Case Study
A mixed-methods usability study of the Diabetes UK One Million Step Challenge microsite, combining task-based observation with standardised questionnaires to uncover 22 usability issues (10 rated catastrophic) and deliver actionable recommendations to the charity's digital team.
The OMS Challenge homepage (left) and Info & FAQs page (right), the two primary entry points evaluated in the study.
Background
Diabetes UK's One Million Step (OMS) Challenge is a fundraising initiative that encourages participants to walk one million steps over the course of a year to raise money for diabetes research and support. The challenge runs as a microsite hosted on the charity's main domain, and participants use it to sign up, track their progress, form teams, and share journal updates.
Diabetes UK approached us to evaluate the usability of the OMS microsite before a planned redesign. They had observed high drop-off rates during registration and low engagement with social features like team invitations and story updates, but lacked structured research to explain why. Our brief was to identify the specific usability barriers causing these problems and provide prioritised, evidence-based recommendations for improvement.
This was a real client engagement: the findings were delivered directly to the Diabetes UK digital team for use in their upcoming redesign sprint.

• **What is needed**
According to the case study, how many usability issues did the study of the One Million Step Challenge microsite uncover?

[Entries from an annotation dataset]
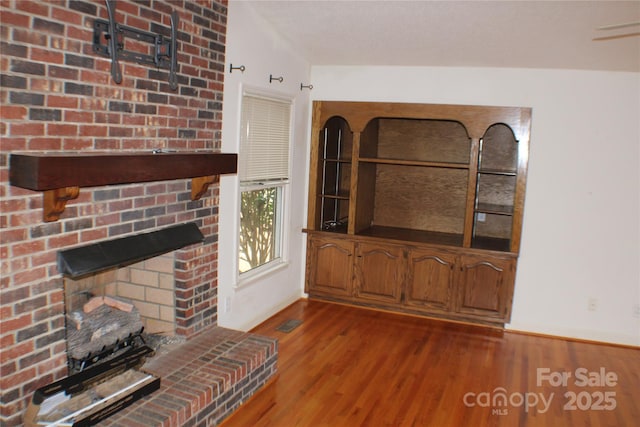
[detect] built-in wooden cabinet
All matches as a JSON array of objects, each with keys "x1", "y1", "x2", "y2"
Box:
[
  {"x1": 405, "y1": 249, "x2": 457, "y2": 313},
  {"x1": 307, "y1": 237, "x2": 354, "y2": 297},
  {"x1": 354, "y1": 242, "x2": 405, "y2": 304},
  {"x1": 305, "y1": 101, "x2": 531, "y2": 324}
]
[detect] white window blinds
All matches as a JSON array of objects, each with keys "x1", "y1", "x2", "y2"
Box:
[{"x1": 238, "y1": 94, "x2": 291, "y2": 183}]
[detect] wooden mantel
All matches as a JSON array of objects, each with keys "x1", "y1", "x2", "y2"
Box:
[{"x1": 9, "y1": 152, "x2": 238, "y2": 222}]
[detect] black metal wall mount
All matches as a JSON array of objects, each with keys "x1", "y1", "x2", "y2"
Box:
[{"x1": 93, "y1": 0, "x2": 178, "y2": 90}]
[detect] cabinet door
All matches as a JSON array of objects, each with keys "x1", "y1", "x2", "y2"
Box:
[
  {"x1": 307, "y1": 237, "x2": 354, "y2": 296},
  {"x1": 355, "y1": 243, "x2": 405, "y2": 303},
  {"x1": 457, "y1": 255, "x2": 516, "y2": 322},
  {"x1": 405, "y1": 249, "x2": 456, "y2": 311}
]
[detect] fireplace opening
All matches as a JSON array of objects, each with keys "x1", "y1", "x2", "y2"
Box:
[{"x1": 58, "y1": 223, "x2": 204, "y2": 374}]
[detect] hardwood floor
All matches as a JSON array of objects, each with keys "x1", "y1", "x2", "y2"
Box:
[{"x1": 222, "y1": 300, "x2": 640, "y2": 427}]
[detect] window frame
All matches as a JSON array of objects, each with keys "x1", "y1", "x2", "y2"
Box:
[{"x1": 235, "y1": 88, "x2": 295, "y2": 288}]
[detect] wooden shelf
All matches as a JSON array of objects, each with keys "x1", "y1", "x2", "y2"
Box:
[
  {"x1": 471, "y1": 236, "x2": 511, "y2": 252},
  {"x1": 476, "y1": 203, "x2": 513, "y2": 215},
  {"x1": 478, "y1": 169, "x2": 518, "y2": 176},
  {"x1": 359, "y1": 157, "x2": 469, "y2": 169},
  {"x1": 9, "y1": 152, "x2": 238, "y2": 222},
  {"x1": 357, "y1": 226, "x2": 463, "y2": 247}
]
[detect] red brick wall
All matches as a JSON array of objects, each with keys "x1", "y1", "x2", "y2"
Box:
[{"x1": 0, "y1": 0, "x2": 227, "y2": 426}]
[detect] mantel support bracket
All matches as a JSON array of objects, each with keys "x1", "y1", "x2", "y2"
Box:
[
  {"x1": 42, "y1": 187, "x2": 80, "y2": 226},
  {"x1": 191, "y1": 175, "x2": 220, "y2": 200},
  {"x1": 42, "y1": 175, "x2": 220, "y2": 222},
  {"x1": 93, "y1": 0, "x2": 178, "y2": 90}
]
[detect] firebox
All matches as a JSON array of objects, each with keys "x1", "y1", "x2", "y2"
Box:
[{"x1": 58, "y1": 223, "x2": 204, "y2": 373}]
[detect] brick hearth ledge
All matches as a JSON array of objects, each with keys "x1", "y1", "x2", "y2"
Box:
* * *
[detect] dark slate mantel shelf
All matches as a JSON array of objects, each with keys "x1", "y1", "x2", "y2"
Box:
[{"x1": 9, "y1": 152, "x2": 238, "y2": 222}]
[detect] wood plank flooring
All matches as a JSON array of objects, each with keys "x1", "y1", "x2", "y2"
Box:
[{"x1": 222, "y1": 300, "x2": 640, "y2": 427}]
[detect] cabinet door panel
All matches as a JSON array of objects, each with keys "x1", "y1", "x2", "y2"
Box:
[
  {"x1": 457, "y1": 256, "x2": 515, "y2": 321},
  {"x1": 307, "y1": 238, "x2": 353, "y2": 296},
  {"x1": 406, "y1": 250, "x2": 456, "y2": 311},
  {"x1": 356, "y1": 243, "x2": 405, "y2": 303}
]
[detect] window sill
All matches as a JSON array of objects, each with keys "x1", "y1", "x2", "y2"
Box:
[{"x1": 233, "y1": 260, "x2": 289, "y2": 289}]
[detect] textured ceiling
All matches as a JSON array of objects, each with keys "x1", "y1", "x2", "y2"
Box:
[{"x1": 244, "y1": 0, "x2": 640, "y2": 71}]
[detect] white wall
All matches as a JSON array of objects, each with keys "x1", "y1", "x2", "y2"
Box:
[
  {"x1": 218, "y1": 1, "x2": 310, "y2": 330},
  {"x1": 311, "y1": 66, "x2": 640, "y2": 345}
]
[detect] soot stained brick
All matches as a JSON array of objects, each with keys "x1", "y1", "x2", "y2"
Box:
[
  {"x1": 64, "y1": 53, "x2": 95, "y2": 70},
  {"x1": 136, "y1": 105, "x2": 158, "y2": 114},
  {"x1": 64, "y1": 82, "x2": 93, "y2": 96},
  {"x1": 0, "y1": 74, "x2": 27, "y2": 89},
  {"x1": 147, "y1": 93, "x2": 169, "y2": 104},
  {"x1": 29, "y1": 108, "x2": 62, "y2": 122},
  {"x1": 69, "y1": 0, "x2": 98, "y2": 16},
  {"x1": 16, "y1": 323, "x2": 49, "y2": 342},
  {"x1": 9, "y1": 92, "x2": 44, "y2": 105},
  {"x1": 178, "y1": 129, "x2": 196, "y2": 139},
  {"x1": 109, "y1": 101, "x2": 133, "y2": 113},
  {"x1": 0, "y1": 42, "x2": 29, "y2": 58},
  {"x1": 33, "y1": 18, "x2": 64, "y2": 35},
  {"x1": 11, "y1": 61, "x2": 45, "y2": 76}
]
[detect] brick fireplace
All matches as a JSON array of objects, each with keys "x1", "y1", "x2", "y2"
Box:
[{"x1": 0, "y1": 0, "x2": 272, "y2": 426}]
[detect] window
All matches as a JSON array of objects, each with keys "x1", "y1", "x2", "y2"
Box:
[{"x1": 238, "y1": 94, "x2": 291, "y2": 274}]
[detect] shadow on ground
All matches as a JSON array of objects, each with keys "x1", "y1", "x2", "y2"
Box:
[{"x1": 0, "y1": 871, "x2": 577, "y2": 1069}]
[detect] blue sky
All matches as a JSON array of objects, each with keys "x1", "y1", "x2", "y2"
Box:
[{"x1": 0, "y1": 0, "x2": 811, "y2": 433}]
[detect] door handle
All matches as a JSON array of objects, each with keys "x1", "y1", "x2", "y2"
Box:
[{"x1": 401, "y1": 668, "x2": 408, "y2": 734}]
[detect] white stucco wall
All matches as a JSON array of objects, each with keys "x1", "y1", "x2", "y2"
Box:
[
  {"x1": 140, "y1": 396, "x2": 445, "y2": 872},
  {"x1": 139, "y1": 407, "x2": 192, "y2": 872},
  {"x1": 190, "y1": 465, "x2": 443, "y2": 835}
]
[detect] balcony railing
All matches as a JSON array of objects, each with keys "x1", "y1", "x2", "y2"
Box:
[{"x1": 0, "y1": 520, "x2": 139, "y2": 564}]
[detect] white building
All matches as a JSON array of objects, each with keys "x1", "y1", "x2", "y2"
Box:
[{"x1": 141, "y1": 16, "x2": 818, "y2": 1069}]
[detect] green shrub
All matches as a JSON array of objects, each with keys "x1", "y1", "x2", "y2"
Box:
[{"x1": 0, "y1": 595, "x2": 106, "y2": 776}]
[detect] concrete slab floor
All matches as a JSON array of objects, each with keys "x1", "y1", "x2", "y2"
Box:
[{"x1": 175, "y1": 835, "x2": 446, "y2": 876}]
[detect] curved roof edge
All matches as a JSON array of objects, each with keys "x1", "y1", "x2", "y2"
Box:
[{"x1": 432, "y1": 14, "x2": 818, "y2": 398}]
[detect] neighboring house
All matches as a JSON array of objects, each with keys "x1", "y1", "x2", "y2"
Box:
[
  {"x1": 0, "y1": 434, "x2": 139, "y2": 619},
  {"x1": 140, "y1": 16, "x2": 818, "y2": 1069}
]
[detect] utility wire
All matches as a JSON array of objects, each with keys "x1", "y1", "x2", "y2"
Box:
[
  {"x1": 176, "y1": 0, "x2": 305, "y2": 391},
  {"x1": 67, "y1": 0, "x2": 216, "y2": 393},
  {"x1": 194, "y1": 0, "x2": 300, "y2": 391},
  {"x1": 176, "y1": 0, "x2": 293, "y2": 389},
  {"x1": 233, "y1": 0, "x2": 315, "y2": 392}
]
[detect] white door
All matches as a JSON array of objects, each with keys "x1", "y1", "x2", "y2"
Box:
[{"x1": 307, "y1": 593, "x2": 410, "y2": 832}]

• **Full solution**
22 usability issues.